◆ What the exercise asks:
Format the lines of the records below as a numbered list, from the line containing "knee in the photo above." through the line containing "rock in the photo below.", both included. Skip any blank lines.

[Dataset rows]
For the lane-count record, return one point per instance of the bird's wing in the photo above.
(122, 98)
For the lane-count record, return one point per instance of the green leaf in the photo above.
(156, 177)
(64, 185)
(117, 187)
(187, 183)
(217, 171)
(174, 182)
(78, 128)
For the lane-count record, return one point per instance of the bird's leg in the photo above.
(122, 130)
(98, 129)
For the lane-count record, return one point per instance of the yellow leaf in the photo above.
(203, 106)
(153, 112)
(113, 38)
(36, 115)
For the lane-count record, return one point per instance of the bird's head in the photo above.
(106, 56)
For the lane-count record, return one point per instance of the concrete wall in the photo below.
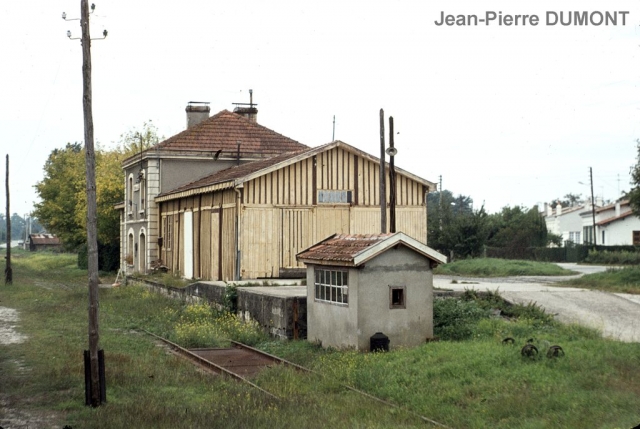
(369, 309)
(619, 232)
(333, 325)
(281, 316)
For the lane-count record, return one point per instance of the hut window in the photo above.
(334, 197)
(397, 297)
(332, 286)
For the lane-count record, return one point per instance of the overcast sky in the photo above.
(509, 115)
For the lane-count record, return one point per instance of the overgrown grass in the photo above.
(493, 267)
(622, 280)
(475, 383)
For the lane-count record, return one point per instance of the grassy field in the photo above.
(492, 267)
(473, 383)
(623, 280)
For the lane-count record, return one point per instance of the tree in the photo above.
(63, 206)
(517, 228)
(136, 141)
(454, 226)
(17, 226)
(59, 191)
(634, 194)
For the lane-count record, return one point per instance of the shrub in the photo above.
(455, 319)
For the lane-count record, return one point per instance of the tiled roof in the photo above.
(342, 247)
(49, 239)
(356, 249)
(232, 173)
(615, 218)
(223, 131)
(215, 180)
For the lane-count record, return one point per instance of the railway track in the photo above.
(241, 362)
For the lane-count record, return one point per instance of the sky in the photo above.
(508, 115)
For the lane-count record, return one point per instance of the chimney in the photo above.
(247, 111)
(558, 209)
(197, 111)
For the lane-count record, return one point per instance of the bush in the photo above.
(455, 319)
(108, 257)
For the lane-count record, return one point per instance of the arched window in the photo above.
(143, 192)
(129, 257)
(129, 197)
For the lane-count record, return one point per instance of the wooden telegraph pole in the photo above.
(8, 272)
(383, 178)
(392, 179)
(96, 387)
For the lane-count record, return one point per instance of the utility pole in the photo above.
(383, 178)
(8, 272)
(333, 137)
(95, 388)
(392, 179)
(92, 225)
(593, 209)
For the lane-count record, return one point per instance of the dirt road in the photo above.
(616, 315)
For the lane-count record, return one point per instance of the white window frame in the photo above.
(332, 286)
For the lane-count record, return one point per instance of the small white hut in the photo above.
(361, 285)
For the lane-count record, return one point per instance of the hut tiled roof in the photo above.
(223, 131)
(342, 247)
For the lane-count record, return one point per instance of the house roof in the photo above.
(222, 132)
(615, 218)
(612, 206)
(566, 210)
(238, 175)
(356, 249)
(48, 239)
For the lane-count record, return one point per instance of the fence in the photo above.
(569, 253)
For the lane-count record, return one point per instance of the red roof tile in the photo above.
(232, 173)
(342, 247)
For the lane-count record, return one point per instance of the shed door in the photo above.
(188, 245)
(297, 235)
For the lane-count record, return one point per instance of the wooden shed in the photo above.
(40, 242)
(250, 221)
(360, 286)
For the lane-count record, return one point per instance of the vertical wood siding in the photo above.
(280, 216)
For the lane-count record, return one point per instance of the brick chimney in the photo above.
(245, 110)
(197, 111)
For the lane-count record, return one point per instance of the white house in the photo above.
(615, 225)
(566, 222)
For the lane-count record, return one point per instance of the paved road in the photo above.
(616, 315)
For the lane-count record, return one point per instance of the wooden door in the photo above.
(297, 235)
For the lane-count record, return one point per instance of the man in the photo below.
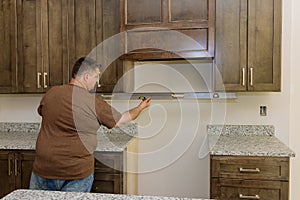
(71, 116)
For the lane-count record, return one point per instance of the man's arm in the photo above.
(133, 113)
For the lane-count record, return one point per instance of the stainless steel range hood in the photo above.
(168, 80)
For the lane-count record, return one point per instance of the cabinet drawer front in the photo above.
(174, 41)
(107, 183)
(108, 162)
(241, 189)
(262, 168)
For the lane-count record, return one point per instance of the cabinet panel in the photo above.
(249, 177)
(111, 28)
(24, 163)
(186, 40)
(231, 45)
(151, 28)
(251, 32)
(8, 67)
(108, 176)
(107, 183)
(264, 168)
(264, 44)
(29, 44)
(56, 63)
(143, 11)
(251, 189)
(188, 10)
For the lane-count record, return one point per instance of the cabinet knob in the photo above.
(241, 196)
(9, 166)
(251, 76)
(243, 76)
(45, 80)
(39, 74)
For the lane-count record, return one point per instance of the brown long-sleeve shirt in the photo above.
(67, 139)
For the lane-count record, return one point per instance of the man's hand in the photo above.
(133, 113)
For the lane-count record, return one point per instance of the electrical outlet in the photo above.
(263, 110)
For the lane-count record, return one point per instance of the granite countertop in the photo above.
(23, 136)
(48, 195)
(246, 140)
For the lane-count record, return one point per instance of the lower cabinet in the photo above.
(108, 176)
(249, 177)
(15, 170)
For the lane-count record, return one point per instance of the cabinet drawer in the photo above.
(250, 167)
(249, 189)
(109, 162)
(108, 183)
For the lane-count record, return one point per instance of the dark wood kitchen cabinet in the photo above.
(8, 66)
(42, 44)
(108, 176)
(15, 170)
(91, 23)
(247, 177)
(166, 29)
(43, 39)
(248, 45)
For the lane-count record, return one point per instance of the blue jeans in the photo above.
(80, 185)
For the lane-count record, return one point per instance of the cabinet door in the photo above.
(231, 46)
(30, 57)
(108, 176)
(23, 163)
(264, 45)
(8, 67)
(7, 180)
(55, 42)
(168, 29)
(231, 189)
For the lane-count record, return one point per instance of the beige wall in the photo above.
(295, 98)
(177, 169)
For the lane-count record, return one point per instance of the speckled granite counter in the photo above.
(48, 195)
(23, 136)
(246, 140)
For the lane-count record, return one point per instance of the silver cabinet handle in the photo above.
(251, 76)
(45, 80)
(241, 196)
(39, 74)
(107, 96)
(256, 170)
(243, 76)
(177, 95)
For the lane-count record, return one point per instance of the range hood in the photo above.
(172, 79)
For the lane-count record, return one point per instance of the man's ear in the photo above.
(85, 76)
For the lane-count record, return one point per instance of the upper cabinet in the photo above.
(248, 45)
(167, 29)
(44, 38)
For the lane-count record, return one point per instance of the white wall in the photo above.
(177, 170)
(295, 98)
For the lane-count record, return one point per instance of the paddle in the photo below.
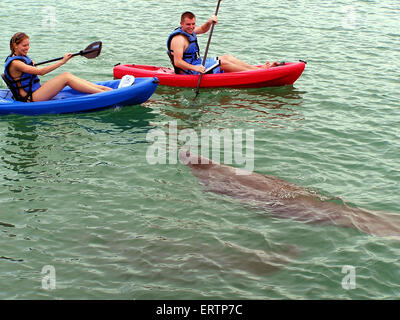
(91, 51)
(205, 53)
--
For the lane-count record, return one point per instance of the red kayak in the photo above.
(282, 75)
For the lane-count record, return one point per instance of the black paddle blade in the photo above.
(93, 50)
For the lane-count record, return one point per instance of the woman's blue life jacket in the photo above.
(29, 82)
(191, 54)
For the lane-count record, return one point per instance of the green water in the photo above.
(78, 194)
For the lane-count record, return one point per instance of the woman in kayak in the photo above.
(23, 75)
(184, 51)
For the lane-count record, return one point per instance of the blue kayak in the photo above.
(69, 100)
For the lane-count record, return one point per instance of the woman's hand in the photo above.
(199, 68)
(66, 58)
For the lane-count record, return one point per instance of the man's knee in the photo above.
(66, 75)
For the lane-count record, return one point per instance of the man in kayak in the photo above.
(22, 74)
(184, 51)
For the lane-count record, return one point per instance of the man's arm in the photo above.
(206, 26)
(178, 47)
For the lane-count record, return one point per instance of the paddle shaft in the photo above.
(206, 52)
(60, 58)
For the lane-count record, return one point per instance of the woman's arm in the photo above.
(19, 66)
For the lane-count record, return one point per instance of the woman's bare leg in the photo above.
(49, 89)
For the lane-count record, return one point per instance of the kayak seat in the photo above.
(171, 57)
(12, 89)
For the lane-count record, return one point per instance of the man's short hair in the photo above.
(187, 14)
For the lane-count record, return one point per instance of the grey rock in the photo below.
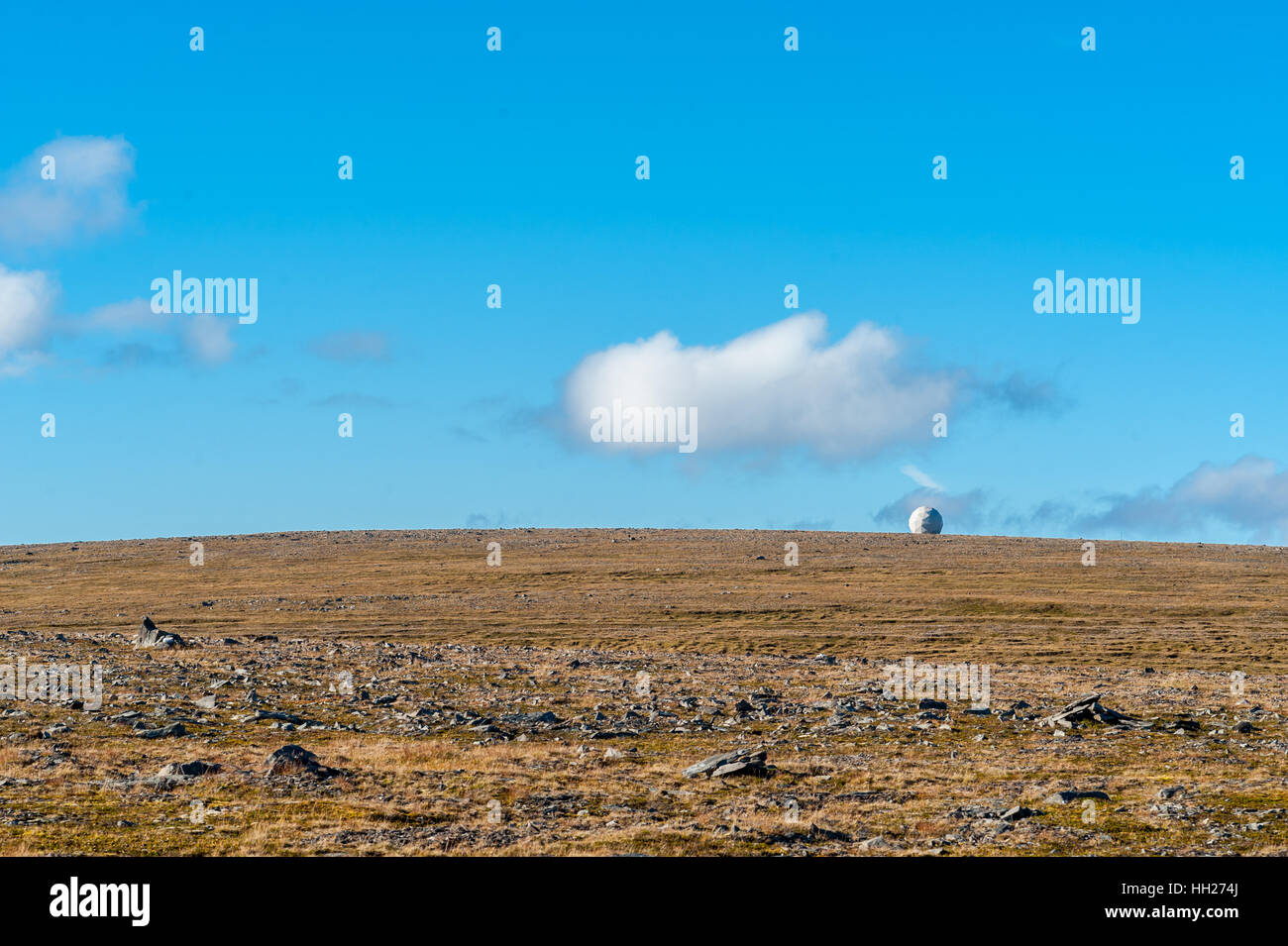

◆ Complete answer:
1. For the lane-count record, return one point per instance of the man's knee in the photo above.
2. (66, 75)
3. For the lane-count record, return one point per instance of the man in kayak in the photo above.
4. (22, 74)
5. (184, 51)
6. For the lane-count record, return one point per instance of the man's arm in the photo above.
7. (206, 26)
8. (178, 47)
9. For the lane-count record, return one point per instance of the paddle shaft in the photo above.
10. (206, 52)
11. (60, 58)
12. For the lane-count record, return one point per instance of the woman's arm in the photo above.
13. (19, 66)
14. For the lane-count record, return one point per instance of the woman's bare leg in the photo above.
15. (49, 89)
16. For the lane-count record, return one point per instance of the kayak seat in the photo above.
17. (171, 57)
18. (12, 89)
19. For the lane-count record, return one point per instance of the man's short hair in the photo above.
20. (187, 14)
21. For the lane-count record, return one point per instance of the grey rock in the photo below.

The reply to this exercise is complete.